## Assignment
The lines to return are those below that contain the word "positive".

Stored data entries
----------

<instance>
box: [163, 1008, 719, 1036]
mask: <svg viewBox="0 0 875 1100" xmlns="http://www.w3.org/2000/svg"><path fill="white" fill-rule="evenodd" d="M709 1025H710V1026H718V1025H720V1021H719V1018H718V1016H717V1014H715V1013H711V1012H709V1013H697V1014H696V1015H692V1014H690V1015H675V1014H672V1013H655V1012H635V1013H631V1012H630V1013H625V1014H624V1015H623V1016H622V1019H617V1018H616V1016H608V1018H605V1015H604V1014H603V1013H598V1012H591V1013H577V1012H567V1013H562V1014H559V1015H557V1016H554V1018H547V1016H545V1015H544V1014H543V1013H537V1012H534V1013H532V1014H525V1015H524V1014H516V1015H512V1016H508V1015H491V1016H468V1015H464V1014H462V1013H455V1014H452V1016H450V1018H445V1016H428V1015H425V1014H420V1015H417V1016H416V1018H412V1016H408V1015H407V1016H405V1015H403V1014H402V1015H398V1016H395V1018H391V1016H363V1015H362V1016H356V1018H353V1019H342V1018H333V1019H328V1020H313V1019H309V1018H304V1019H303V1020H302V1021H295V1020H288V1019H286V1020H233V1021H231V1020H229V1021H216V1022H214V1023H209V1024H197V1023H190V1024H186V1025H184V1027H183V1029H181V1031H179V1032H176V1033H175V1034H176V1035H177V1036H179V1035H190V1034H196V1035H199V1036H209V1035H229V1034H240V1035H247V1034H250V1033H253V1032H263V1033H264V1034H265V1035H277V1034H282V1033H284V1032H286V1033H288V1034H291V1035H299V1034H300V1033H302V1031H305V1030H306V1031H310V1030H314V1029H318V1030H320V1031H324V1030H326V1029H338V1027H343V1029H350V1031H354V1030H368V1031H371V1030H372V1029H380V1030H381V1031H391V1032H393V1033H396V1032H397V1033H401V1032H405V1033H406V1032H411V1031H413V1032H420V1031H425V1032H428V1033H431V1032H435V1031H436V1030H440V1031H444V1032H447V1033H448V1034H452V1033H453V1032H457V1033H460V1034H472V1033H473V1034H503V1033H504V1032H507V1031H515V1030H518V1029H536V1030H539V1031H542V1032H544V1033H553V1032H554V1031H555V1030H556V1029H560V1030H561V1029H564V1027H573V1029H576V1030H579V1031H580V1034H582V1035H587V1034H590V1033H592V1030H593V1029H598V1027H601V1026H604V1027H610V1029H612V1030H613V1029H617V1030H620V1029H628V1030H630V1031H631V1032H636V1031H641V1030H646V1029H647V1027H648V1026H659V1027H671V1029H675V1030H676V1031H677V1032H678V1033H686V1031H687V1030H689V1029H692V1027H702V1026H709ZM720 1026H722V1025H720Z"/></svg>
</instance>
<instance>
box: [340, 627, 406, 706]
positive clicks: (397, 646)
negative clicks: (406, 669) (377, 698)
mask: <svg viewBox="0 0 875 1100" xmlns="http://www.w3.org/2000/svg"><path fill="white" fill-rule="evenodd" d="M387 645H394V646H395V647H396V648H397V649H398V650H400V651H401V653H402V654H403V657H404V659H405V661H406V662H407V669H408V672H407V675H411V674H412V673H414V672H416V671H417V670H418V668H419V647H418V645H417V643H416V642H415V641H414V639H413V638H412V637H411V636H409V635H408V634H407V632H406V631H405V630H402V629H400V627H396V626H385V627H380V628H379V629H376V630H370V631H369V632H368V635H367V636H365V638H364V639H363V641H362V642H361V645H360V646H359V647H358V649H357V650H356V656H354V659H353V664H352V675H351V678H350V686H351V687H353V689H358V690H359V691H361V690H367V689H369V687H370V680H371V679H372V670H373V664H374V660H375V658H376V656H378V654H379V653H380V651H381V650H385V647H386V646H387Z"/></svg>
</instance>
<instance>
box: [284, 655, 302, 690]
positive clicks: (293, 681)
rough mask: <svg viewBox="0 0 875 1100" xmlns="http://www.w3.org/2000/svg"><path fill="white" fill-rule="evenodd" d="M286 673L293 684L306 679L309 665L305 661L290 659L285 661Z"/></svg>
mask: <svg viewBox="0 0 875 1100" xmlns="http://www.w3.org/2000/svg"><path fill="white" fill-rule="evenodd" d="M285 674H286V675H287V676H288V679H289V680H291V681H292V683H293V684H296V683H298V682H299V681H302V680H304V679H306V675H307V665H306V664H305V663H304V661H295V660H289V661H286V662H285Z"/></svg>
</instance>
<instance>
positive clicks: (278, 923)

----------

## Response below
positive clicks: (397, 646)
positive clicks: (293, 681)
positive clicks: (278, 923)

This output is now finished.